Instructions for the task => Pick up the passage on Ecuadorian cacao right after its last sentence and keep writing it; the entries that follow the passage are not part of this.

Reading text =>
+ + + + + + +
Much of this patchwork jumble has been gathered into a repository at La Buseta based on the collection of the United Fruit Company’s grove at Tenguel (CCAT – Centro de Cacao de Aroma), just south of Balao, that supplied the company’s other cacáo enterprises up in Panama & Costa Rica.
Further undermining the situation is the country’s reputation, earned during the last hundred years, for shoddy post-harvest production, a tradition that continues to this day. By banking off Nacional’s faded glory, Ecuadorian farmers can still command good prices despite under-fermented & insufficiently dried beans, so they’ve little incentive to improve techniques. Add to all this, the degraded environment at the hands of oil exploitation, in a land that was Darwin’s playground. Large tracts of once-pristine Amazon jungle in the country’s northeast were spoiled by Texaco/Chevron drilling during the 1970s; leaching pollutants into the soil, groundwater, & streams before protections & safeguards were a requirement. Nonetheless, industry groups continue to believe that Ecuador harvests about a third of the world’s fine-flavor cacáo – a metric of just how the industrial giants lag behind the curve.
These dirty little secrets, which until recently Ecuador didn’t know it wasn’t keeping, have forced many to come to terms with the ‘Nacional Brand’, lest they saw off the very branch on which they sit. They’re starting to acknowledge the limits & downside, for instance, of CCN-51, designed primarily for disease-resistance & high-yield (up to 4 times greater than the ancient varieties) rather than flavor, & whose ubiquitous intermixing & supplanting of native stocks causes genetic erosion – a hazard from a conservation viewpoint in one of the critical centers of origin for the entire Theobroma cacao species.
The central government now recognizes the national importance of this matter. Thru its arm INIAP (Institute Nacional Autónomo de Investigaciones Agropecuarias), it now prohibits, at least officially, blending CCN-51 with the indigenous cacáo. It’ll take years before the measure becomes effective enough to notice improvement. Trends favoring select EET – an extensive clonal series numbering in the hundreds, some of stronger Nacional germplasm & better characteristics, such as EET-454 crossbred with SCA-6 for its disease-resistance & high yield – represent a beginning towards improved cacáo deployment for quality & purity. As do farm cooperatives such as Concacao whose members understand the economics of the issue & have banded together to share in the financial rewards & technical assistance coming from clonal nurseries working to preserve their heritage.
+ + + + + + +
Record set =>
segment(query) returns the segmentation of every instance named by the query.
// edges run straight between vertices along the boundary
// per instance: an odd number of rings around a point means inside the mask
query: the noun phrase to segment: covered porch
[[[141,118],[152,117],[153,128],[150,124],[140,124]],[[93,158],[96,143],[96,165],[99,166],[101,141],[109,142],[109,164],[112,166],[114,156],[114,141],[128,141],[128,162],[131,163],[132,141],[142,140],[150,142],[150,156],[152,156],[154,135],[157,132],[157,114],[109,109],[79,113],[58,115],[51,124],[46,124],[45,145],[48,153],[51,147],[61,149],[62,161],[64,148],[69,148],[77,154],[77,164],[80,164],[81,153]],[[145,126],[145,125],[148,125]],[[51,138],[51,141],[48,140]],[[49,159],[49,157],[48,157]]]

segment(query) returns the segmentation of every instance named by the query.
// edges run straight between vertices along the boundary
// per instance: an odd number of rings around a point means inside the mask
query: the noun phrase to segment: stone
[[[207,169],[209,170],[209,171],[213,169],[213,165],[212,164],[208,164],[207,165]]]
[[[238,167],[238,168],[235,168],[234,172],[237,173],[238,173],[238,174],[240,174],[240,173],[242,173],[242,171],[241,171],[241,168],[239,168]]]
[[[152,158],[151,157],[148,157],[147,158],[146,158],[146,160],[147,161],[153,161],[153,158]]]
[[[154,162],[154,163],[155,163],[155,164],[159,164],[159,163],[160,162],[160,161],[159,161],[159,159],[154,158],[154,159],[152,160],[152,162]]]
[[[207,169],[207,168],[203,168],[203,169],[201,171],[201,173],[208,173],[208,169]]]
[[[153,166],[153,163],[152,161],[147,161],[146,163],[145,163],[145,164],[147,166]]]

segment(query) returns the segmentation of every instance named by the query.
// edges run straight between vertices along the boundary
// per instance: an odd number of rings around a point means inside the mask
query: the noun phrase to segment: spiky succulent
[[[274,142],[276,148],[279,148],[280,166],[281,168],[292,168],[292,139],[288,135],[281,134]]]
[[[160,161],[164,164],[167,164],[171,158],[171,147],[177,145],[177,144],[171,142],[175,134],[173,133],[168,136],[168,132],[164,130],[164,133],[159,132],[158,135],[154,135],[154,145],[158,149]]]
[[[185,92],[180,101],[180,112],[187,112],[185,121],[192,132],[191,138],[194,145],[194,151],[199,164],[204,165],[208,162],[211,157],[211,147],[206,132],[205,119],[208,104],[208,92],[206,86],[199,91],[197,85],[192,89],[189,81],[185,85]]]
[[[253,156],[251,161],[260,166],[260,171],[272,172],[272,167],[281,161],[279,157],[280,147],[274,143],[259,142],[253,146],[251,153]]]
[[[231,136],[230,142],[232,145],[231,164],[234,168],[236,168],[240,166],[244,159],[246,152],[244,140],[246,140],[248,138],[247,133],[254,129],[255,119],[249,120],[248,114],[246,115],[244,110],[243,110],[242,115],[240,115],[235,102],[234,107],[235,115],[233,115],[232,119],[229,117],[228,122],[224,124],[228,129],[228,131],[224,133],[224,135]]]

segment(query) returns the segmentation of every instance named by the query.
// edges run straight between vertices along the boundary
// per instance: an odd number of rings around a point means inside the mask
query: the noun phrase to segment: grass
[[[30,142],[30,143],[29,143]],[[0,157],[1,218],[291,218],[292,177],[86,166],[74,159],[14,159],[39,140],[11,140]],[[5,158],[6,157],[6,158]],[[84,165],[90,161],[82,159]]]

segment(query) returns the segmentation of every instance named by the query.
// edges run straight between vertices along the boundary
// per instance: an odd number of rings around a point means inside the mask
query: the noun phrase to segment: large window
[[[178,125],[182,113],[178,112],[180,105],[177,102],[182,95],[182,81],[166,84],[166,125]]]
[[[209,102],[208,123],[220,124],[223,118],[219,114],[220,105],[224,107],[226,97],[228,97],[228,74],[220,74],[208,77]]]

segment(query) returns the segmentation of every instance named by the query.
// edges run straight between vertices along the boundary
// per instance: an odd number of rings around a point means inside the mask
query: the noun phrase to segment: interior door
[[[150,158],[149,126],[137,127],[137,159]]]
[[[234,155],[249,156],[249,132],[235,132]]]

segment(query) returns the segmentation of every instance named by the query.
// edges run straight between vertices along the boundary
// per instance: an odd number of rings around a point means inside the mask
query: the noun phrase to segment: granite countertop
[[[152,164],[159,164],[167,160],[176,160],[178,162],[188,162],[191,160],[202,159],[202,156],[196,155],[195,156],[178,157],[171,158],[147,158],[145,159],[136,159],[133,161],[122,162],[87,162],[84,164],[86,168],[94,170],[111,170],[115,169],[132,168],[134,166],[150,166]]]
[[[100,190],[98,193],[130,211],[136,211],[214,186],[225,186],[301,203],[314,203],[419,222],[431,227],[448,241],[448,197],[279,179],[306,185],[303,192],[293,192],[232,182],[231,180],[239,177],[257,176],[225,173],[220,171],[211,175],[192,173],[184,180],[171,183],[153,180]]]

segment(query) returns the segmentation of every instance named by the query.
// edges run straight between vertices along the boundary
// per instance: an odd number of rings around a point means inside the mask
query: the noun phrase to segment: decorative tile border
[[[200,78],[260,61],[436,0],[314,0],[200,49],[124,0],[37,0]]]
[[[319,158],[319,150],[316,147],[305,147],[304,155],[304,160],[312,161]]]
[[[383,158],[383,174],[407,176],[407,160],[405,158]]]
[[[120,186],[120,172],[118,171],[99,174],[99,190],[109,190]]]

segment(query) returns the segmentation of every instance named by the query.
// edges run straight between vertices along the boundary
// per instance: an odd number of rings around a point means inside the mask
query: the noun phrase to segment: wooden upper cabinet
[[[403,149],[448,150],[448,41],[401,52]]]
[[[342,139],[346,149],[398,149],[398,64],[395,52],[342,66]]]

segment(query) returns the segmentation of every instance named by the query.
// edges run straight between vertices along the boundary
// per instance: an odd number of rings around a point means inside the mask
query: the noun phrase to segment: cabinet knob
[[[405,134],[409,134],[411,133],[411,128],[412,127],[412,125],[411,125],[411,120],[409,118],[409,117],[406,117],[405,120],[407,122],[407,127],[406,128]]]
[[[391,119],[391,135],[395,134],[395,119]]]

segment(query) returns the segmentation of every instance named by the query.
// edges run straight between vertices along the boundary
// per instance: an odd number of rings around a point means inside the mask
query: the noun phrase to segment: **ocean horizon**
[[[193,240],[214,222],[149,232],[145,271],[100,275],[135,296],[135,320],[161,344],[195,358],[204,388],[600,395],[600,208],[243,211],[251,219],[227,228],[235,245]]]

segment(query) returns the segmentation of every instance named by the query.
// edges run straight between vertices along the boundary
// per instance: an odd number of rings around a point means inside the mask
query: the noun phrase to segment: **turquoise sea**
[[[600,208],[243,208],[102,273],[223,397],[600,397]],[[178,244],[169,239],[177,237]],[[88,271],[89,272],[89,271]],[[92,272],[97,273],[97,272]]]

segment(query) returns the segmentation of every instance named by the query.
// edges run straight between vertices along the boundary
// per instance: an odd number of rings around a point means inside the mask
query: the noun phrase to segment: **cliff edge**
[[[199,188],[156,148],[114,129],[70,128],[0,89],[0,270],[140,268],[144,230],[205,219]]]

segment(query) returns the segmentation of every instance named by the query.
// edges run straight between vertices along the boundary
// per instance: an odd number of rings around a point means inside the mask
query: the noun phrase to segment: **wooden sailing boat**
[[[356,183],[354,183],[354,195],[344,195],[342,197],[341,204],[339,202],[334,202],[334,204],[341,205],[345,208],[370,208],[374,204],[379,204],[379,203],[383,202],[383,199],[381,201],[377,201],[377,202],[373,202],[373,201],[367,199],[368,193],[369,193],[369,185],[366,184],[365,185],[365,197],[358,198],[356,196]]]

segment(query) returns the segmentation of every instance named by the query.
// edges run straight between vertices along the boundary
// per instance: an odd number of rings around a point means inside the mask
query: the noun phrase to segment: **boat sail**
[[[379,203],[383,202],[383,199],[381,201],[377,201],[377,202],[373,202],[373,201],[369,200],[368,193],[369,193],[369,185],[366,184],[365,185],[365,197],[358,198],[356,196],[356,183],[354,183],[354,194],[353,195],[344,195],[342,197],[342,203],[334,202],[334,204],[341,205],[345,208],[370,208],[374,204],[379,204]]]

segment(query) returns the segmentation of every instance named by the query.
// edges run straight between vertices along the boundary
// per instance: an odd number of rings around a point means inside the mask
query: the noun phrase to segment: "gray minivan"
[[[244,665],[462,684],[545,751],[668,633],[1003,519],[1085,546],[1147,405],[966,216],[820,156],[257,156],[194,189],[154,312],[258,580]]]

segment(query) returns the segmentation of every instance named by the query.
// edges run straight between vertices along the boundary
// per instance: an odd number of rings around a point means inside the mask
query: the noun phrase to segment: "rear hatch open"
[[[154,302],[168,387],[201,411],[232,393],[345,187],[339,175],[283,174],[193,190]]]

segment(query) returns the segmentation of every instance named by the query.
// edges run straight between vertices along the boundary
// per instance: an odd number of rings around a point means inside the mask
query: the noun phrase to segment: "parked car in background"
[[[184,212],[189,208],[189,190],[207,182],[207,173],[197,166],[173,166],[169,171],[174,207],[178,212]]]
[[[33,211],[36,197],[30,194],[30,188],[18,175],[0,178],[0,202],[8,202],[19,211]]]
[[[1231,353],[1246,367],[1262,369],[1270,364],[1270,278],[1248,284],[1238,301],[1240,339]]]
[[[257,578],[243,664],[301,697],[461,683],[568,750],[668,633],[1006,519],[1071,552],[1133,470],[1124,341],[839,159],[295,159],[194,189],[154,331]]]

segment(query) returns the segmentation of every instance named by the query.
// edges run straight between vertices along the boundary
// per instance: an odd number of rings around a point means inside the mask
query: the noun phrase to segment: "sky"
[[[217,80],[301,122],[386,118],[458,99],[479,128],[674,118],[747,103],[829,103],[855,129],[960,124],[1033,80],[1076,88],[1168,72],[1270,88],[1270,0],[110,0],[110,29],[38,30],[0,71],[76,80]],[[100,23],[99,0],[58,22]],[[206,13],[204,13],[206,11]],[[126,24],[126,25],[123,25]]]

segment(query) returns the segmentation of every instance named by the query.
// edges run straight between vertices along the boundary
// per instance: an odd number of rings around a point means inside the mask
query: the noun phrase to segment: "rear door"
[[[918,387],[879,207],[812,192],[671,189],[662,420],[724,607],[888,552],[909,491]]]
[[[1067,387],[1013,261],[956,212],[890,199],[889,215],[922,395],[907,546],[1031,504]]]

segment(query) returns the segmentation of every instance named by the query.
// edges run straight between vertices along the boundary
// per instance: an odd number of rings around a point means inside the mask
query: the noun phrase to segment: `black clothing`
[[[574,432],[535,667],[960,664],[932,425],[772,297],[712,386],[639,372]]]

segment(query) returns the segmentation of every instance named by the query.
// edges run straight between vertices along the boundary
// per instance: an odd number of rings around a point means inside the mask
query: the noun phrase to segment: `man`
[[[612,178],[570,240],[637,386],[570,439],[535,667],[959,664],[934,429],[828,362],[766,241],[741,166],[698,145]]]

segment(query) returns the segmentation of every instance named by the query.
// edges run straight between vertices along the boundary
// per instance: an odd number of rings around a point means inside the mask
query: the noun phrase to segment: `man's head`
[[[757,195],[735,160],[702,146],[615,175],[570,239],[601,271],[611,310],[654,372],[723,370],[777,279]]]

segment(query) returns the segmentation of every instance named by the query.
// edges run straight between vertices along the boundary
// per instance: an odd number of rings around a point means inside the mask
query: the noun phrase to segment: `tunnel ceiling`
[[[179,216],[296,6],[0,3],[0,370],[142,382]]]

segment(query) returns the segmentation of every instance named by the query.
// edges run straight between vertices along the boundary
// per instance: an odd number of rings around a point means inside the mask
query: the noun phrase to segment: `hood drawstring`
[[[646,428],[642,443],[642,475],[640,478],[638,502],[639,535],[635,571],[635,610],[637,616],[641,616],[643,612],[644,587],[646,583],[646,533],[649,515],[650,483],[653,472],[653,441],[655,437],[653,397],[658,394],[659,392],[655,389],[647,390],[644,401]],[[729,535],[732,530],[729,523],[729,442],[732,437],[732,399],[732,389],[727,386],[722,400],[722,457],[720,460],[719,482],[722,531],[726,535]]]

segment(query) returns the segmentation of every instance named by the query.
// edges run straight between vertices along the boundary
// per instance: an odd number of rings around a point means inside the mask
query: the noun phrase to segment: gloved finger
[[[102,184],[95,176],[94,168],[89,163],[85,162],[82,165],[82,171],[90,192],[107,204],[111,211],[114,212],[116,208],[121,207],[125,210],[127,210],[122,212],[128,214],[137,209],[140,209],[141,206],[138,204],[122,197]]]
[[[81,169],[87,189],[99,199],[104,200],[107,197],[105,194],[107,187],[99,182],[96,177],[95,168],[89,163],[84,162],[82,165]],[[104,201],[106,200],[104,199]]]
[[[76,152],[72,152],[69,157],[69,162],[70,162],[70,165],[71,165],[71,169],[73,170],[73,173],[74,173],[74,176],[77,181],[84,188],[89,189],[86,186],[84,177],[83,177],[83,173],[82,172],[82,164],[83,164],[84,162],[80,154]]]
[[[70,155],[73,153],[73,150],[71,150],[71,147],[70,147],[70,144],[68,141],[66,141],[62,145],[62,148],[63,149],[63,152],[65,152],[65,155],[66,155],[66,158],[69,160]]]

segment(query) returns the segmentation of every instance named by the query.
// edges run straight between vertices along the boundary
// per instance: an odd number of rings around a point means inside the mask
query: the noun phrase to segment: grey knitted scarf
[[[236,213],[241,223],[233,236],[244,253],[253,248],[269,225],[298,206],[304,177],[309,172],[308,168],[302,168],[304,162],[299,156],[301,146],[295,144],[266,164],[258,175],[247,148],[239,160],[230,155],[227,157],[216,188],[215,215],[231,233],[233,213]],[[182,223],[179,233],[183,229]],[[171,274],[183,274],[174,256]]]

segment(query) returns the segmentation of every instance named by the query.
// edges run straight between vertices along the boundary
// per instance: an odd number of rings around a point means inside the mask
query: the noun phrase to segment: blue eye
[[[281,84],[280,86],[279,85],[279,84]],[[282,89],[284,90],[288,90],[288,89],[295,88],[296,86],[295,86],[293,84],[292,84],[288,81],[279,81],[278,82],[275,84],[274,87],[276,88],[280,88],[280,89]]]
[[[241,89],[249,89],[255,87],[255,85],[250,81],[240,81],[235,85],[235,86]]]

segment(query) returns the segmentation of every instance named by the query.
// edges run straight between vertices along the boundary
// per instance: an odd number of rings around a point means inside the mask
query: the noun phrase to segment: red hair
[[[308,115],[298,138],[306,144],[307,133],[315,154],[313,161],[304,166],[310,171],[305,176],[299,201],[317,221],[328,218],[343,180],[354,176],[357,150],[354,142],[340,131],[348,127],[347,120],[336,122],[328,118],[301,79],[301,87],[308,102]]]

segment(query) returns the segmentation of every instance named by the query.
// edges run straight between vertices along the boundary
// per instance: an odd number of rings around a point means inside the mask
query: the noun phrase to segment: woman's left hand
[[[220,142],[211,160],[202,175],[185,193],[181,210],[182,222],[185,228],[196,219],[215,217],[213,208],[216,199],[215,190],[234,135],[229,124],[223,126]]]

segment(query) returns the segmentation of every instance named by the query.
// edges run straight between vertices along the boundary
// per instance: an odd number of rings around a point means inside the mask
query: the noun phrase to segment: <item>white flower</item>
+ + + + + + +
Answer =>
Ecuador’s legacy as the melting pot for several of cacáo’s principle sources of germplasm remains secure. Its future as a great producer may depend on tapping back into it… ripe conditions permitting.
For the 1960s/70s saw socio-political changes & land reform to complicate cacáo’s fortunes here. During that period, opportunity costs favored banana trees over cacáo trees. Large landholders, or haciendas, ‘officially’ were broken up. Some central haciendas however remain intact – thanks to power & money – growing bananas-for-export at the center of a community with a periphery of small farmers tending to cacáo. While the small farmers’ main income derives from picking bananas for someone else on some else’s hacienda, their social pride stands firmly rooted as cacáoteros – owners of the land on which they can grow cacáo. It generates supplemental income that can make the difference to sending their children to school & onto to professional careers elsewhere, but nowhere near enough to encourage them to return home with those higher education degrees & help put all the knowledge & expertise to work in expanding the family business because cacáo at its current market rate & social status just isn’t worth it. Unless, the consuming world responds with an action-plan beyond cheap fodder for the commodity markets to bake up “grandma’s homemade” chocolate-chip cookies & cupcakes for posh cafés around Paris, London, NY & LA.